== Exercise prompt ==
Filter the entries for the word "stone". Copy each line in which it occurs.
== Data to use ==
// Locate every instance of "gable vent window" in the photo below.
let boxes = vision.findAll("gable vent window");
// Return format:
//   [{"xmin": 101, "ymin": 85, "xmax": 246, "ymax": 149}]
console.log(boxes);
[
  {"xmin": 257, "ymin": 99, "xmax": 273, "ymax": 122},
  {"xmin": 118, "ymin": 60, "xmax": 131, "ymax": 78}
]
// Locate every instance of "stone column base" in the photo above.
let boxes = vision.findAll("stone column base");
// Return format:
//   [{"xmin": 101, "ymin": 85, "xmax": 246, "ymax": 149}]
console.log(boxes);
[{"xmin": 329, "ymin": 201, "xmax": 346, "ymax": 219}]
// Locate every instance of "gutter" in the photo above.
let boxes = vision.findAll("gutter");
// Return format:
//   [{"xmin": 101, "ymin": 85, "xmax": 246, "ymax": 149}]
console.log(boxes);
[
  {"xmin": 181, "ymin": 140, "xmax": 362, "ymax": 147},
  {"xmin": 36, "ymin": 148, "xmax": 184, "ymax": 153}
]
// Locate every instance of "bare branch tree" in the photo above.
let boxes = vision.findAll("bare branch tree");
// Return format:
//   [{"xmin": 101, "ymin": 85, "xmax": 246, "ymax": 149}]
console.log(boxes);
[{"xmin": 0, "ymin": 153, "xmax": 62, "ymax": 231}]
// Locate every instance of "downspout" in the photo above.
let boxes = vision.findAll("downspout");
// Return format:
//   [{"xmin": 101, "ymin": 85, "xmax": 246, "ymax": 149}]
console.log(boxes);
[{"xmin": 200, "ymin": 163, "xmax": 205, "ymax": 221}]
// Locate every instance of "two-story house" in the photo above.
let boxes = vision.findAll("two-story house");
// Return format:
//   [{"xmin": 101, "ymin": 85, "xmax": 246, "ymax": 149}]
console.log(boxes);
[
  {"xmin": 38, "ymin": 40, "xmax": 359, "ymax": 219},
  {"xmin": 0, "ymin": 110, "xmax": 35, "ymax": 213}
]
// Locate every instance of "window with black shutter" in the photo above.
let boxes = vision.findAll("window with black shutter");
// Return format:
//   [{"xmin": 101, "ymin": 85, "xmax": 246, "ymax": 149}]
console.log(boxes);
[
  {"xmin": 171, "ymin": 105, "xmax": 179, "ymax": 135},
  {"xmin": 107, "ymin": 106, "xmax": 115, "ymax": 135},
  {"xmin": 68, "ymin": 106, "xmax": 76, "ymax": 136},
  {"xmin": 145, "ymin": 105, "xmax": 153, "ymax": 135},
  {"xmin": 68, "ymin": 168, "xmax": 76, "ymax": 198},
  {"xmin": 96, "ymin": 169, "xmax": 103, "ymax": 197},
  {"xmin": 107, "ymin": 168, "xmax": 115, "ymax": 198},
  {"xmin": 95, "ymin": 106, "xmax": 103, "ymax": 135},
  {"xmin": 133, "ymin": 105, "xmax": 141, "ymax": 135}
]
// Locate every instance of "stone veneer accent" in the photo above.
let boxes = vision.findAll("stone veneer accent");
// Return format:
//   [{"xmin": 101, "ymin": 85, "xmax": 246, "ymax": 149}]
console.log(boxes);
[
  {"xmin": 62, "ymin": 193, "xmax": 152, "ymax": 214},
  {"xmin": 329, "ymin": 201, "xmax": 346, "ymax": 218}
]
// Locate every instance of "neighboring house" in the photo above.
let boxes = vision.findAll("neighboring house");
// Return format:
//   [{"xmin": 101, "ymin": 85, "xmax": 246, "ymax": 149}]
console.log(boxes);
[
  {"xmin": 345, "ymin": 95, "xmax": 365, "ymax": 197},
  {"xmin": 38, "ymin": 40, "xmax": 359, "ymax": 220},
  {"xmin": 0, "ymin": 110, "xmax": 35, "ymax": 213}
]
===
== Answer for this exercise ==
// Locate every instance of "stone column base" in the photo above.
let boxes = vision.findAll("stone column base");
// Locate every instance of "stone veneer accent" in the photo above.
let boxes = vision.findAll("stone veneer accent");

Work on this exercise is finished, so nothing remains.